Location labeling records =
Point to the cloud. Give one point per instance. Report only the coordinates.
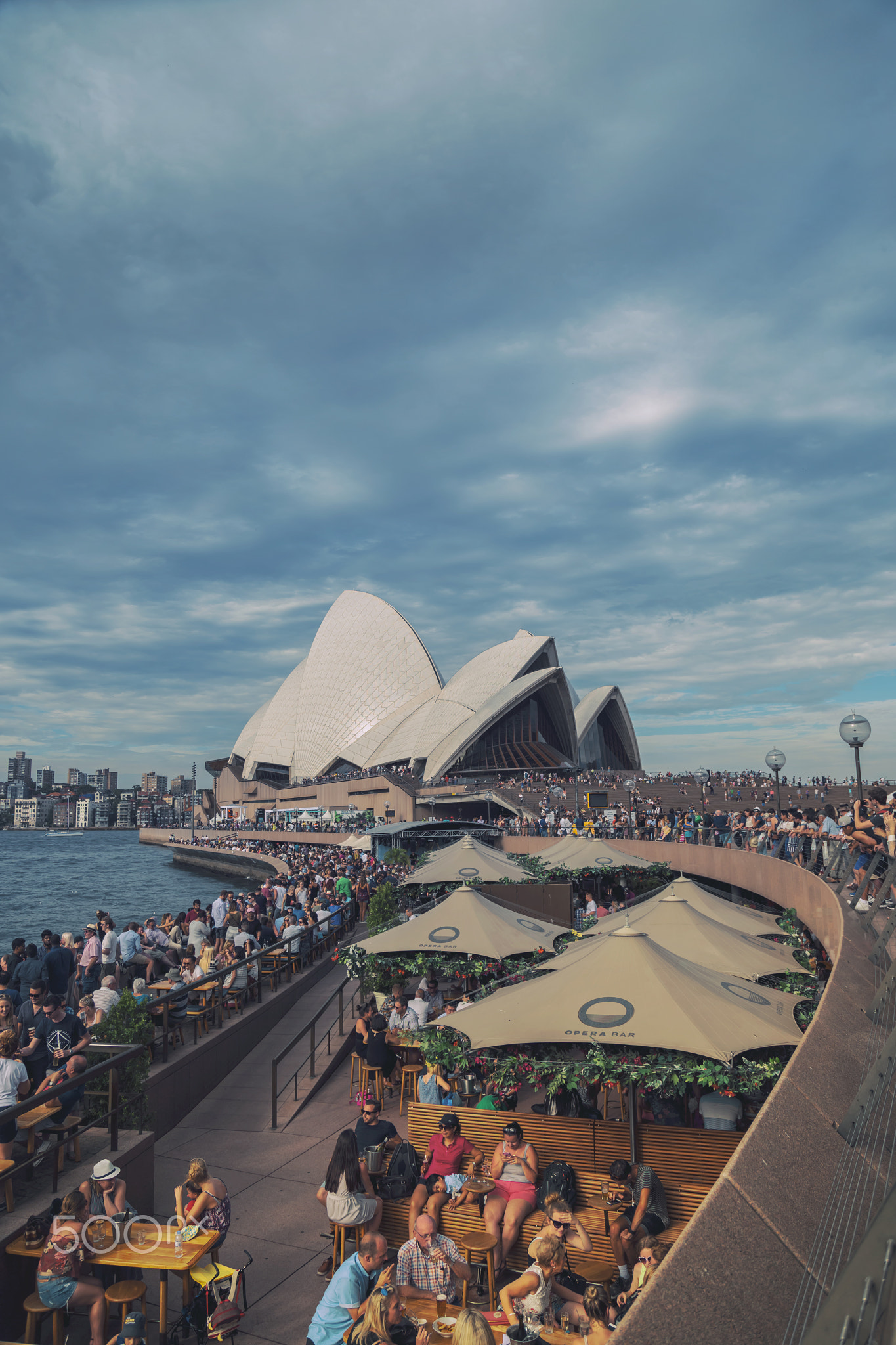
(574, 319)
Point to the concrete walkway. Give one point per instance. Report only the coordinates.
(272, 1176)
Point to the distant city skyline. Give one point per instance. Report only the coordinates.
(576, 319)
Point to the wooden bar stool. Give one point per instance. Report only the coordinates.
(66, 1130)
(127, 1292)
(7, 1183)
(484, 1243)
(412, 1074)
(339, 1242)
(375, 1074)
(35, 1312)
(351, 1080)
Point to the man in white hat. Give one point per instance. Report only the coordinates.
(105, 1189)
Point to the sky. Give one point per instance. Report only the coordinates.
(574, 315)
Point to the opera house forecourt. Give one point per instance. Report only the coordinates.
(371, 697)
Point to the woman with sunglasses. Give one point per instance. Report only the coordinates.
(562, 1223)
(385, 1323)
(515, 1170)
(444, 1158)
(651, 1254)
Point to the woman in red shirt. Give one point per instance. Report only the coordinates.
(444, 1157)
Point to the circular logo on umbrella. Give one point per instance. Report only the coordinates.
(445, 934)
(606, 1020)
(742, 993)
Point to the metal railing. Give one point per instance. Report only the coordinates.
(310, 1028)
(110, 1118)
(305, 950)
(847, 1292)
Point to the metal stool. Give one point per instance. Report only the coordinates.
(339, 1242)
(481, 1243)
(35, 1312)
(7, 1183)
(351, 1079)
(127, 1292)
(372, 1072)
(412, 1074)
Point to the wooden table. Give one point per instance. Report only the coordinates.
(32, 1119)
(151, 1256)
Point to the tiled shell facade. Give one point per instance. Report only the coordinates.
(370, 693)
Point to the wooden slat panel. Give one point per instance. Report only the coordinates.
(554, 1137)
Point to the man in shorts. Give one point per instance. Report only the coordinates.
(643, 1210)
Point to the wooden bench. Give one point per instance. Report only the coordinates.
(676, 1153)
(576, 1141)
(557, 1137)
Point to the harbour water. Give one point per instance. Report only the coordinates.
(61, 881)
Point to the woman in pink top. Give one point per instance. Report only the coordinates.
(444, 1157)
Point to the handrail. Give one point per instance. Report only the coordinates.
(106, 1067)
(309, 1026)
(307, 943)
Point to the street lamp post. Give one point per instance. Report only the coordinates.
(775, 761)
(629, 786)
(702, 776)
(856, 731)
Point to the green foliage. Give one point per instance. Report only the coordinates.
(383, 908)
(127, 1024)
(667, 1072)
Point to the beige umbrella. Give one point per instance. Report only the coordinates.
(586, 853)
(468, 861)
(471, 925)
(715, 908)
(677, 927)
(629, 992)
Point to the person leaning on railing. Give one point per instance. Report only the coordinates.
(14, 1087)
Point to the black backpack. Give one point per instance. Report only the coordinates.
(402, 1174)
(559, 1180)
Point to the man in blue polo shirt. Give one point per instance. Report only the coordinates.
(345, 1297)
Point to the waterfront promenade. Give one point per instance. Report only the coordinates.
(272, 1178)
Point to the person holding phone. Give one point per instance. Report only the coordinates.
(515, 1170)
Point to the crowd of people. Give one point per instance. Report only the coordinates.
(366, 1300)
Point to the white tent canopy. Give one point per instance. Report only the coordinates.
(469, 925)
(468, 861)
(629, 992)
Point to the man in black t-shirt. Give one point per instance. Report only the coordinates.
(60, 1032)
(371, 1132)
(58, 966)
(30, 1015)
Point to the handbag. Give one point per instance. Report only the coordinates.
(568, 1278)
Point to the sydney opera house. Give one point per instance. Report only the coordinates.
(370, 694)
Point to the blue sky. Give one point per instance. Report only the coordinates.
(571, 315)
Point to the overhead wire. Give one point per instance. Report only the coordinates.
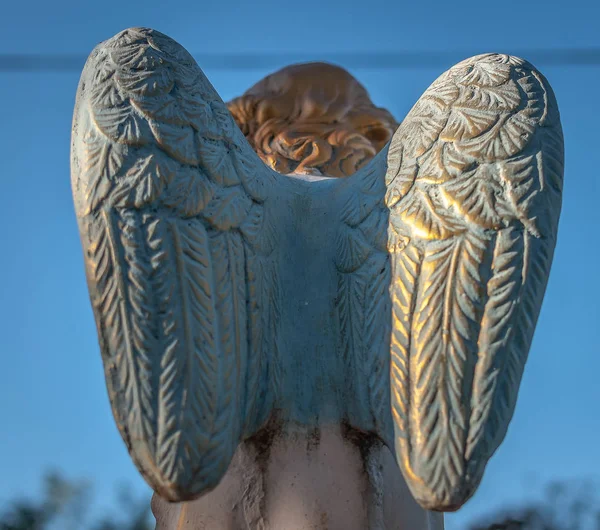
(21, 62)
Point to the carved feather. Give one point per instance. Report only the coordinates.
(171, 226)
(474, 177)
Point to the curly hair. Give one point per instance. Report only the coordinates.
(312, 118)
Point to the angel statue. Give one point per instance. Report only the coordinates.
(311, 316)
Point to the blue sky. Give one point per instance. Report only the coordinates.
(54, 409)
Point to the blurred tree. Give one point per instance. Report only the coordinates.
(65, 505)
(564, 508)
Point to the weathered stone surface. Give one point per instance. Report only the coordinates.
(400, 301)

Your goal = Retype every line of the items above word for word, leaving out the pictures.

Result =
Point to the cloud. Give one point per instance. Report only the coordinates.
(574, 319)
Point to the concrete walkway. Give one point per instance. Report only the coordinates.
(272, 1176)
Point to the distant city skyline. Give one point per instance. Report only the coordinates.
(576, 319)
Point to the wooden bar stool. Give one point per instance. Report only the coordinates.
(66, 1130)
(127, 1292)
(7, 1183)
(484, 1243)
(412, 1074)
(339, 1242)
(375, 1074)
(35, 1312)
(351, 1080)
Point to the man in white hat. Give one point per instance. Report only the coordinates.
(105, 1189)
Point to the sky. Give one point per instance. Report only the coordinates.
(574, 315)
Point to the opera house forecourt. Give one point per instance. Report only the coordinates.
(371, 697)
Point to the woman with sunglasses. Give one point per instance. Report only the coordinates.
(562, 1223)
(385, 1323)
(515, 1170)
(444, 1158)
(651, 1254)
Point to the woman in red shirt. Give one point per instance. Report only the coordinates.
(444, 1157)
Point to the circular logo on umbrella. Give one point per instance. Report only the coordinates.
(445, 934)
(606, 1020)
(742, 993)
Point to the metal railing. Give one point per instance. Report only the coordinates.
(310, 1028)
(110, 1118)
(305, 950)
(847, 1292)
Point to the metal stool. Give one point per instance. Report only the coordinates.
(339, 1242)
(481, 1243)
(35, 1312)
(7, 1183)
(351, 1079)
(127, 1292)
(372, 1072)
(412, 1074)
Point to the wooden table. Give one point per instance. Report only the coordinates.
(32, 1119)
(151, 1256)
Point to the tiled shell facade. Give one point per instance. Report only the coordinates.
(370, 693)
Point to the wooden slat panel. Give one point per instance. Report only the coordinates.
(554, 1137)
Point to the man in shorts. Give one point per instance. Report only the coordinates.
(643, 1210)
Point to the wooden bench. Give one point per instance. Report only the coordinates.
(676, 1153)
(576, 1141)
(557, 1137)
Point to the harbour water. Give one point per instance. Report only the coordinates.
(61, 881)
Point to the woman in pink top. Give one point per instance. Report only the coordinates.
(444, 1157)
Point to the handrail. Give one point per instance. Report only the coordinates.
(106, 1067)
(309, 1026)
(307, 943)
Point to the street lamp post. Give one point per instance. Report only the coordinates.
(775, 761)
(629, 786)
(702, 776)
(856, 731)
Point to the green foliage. Give one point per instance. Report only the coordinates.
(383, 908)
(127, 1024)
(667, 1072)
Point to the beige umbrella. Give one point per instance. Report only the coordinates.
(586, 853)
(468, 861)
(471, 925)
(715, 908)
(677, 927)
(629, 992)
Point to the person leaning on railing. Give one point per instance. Report only the coordinates.
(14, 1087)
Point to the black backpack. Give one point per instance. Report only the coordinates.
(402, 1174)
(559, 1180)
Point to the man in blue polo shirt. Give one point per instance. Report only the coordinates.
(345, 1297)
Point to the waterfront promenade. Give one point per instance. Report only the coordinates.
(272, 1178)
Point to the person holding phone. Give one point per instance. Report only the coordinates.
(515, 1170)
Point to the crowd of people. Give one point per instance. Report only the coordinates.
(366, 1300)
Point to the white tent canopy. Give one point per instance. Report only the coordinates.
(469, 925)
(468, 861)
(629, 992)
Point to the man in black t-shirt. Give one point per instance. Report only the coordinates.
(60, 1032)
(371, 1132)
(58, 966)
(30, 1015)
Point to the handbag. Give one point per instance. Report only the coordinates.
(568, 1278)
Point to the sydney opera house. Give one point per instance. Report only the coordinates.
(370, 694)
Point to the blue sky. Give one point per instance. Report only the coordinates.
(571, 315)
Point to the overhead wire. Give one point per instance. Report only the coordinates.
(21, 62)
Point to the carved feather. Give one point per instance. Report only the coordinates.
(171, 226)
(474, 177)
Point to the curly hair. Give one point per instance. Report only the coordinates.
(312, 118)
Point to the angel statue. Give one point per instance. Report only the coordinates.
(311, 316)
Point to the blue sky. Give one point per instance. Report only the coordinates.
(54, 409)
Point to the blurred tree. Give one point per instance. Report only the coordinates.
(65, 505)
(564, 508)
Point to the weathered stone surface. Give one point per instance. Report only the coordinates.
(400, 301)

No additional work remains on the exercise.